▸ Set task
Rewrite the entries below, replacing every "Could you please locate" with "Can you find" and leaving everything else unchanged.

▸ Exercise data
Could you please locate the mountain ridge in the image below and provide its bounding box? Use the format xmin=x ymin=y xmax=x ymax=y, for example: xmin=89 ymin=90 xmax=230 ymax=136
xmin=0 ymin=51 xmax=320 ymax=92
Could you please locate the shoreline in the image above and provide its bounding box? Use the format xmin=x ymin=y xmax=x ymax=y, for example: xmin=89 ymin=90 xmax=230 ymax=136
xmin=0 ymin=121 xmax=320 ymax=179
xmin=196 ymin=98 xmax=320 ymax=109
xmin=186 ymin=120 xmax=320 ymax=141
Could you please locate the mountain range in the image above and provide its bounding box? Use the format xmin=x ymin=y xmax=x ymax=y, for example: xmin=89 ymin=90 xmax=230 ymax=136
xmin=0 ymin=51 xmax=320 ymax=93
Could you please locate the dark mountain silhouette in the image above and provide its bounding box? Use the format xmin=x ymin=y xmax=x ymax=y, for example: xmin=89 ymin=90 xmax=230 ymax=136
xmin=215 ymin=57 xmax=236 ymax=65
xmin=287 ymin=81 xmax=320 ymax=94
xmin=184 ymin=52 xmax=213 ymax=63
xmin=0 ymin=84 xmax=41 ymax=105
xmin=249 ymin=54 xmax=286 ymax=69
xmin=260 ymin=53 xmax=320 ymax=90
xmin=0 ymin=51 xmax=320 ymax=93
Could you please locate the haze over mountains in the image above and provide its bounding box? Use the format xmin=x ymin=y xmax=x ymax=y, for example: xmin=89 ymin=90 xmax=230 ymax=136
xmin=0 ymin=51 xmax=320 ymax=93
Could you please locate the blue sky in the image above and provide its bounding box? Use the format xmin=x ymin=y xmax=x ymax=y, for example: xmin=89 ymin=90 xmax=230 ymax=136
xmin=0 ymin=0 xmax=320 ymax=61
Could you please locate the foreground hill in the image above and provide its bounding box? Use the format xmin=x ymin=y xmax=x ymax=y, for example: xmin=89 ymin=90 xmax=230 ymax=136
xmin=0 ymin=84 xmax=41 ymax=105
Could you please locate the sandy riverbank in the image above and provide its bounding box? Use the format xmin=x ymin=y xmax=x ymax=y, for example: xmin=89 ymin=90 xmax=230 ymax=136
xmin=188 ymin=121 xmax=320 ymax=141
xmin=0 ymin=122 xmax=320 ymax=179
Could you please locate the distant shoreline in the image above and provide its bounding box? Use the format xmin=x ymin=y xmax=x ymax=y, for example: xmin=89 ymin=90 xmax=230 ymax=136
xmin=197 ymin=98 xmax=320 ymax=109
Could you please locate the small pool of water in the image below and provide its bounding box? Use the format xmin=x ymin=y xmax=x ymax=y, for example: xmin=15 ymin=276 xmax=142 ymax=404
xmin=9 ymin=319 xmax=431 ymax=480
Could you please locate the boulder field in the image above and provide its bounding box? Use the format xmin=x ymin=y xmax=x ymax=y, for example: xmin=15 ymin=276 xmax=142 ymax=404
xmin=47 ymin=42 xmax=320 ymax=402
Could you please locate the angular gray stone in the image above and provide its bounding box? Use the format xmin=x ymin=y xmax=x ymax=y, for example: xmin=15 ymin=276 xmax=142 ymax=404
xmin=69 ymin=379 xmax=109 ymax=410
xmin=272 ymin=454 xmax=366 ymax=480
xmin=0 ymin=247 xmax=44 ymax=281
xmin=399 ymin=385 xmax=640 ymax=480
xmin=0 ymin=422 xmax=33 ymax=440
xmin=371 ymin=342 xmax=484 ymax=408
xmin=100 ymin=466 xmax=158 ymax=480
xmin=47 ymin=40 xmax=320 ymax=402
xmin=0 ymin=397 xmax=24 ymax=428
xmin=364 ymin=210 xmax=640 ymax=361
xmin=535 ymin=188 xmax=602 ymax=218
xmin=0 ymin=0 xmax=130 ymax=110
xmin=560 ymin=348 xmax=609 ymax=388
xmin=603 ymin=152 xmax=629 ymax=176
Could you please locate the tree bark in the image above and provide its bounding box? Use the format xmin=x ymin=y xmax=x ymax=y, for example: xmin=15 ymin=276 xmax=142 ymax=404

▸ Result below
Can you find the mountain ridge in the image below and provide its bounding box? Use the format xmin=x ymin=y xmax=x ymax=y, for example: xmin=89 ymin=90 xmax=230 ymax=136
xmin=0 ymin=51 xmax=320 ymax=92
Can you find the shoreline in the image above and provide its bounding box? Use the format xmin=x ymin=y xmax=x ymax=y, for example: xmin=89 ymin=90 xmax=230 ymax=136
xmin=0 ymin=121 xmax=320 ymax=179
xmin=196 ymin=98 xmax=320 ymax=109
xmin=186 ymin=120 xmax=320 ymax=141
Can you find the mountain range in the image above and provide its bounding box? Use the format xmin=x ymin=y xmax=x ymax=y, for example: xmin=89 ymin=90 xmax=230 ymax=136
xmin=0 ymin=51 xmax=320 ymax=93
Can you find the dark mountain silhouette in the image above and provide its bounding box? Use the format xmin=x ymin=y xmax=x ymax=y, for example: xmin=89 ymin=90 xmax=230 ymax=136
xmin=215 ymin=57 xmax=236 ymax=65
xmin=287 ymin=81 xmax=320 ymax=94
xmin=184 ymin=52 xmax=213 ymax=63
xmin=0 ymin=84 xmax=41 ymax=105
xmin=249 ymin=54 xmax=286 ymax=69
xmin=260 ymin=53 xmax=320 ymax=90
xmin=0 ymin=51 xmax=320 ymax=93
Can you find the haze over mountains in the image above and provide its bounding box? Use the format xmin=x ymin=y xmax=x ymax=y, for example: xmin=89 ymin=90 xmax=230 ymax=136
xmin=0 ymin=51 xmax=320 ymax=93
Can you find the blue sky in the image above and provide its bounding box? Use the format xmin=x ymin=y xmax=x ymax=y, for example: xmin=89 ymin=90 xmax=230 ymax=136
xmin=0 ymin=0 xmax=320 ymax=61
Can you find the foreground hill in the image above and provide its bounding box? Use the format xmin=x ymin=y xmax=x ymax=y, for example: xmin=89 ymin=90 xmax=230 ymax=136
xmin=0 ymin=84 xmax=41 ymax=105
Can you find the sandy riverbank in the image above and provide its bounding box? Use the format xmin=x ymin=y xmax=x ymax=y, for example: xmin=89 ymin=90 xmax=230 ymax=136
xmin=188 ymin=121 xmax=320 ymax=141
xmin=0 ymin=122 xmax=320 ymax=179
Can you find the distant shoreline in the image above and provide its bounding box? Use the format xmin=x ymin=y xmax=x ymax=y, for example: xmin=89 ymin=90 xmax=230 ymax=136
xmin=197 ymin=98 xmax=320 ymax=109
Can you find the small pool of water in the image below and provide its bounding box? Use the format xmin=x ymin=y xmax=x ymax=y, for example: xmin=15 ymin=276 xmax=142 ymax=404
xmin=9 ymin=319 xmax=431 ymax=480
Can you find the boulder field in the image above and provide its bounding box? Use the format xmin=x ymin=y xmax=x ymax=y, for example: xmin=15 ymin=276 xmax=142 ymax=404
xmin=47 ymin=42 xmax=320 ymax=402
Can you find the angular gray stone in the image above and provide its bounding box? Use the format xmin=x ymin=y xmax=x ymax=y, for example: xmin=15 ymin=276 xmax=142 ymax=404
xmin=69 ymin=379 xmax=109 ymax=410
xmin=272 ymin=454 xmax=366 ymax=480
xmin=0 ymin=247 xmax=44 ymax=281
xmin=399 ymin=385 xmax=640 ymax=480
xmin=0 ymin=422 xmax=33 ymax=440
xmin=371 ymin=342 xmax=484 ymax=408
xmin=100 ymin=466 xmax=158 ymax=480
xmin=47 ymin=40 xmax=320 ymax=402
xmin=0 ymin=397 xmax=24 ymax=428
xmin=364 ymin=210 xmax=640 ymax=361
xmin=535 ymin=188 xmax=602 ymax=218
xmin=0 ymin=0 xmax=130 ymax=110
xmin=560 ymin=348 xmax=609 ymax=388
xmin=603 ymin=152 xmax=629 ymax=176
Can you find the tree bark in the image above and provide its bounding box? Use the format xmin=x ymin=y xmax=x ymax=y, for example: xmin=15 ymin=276 xmax=142 ymax=404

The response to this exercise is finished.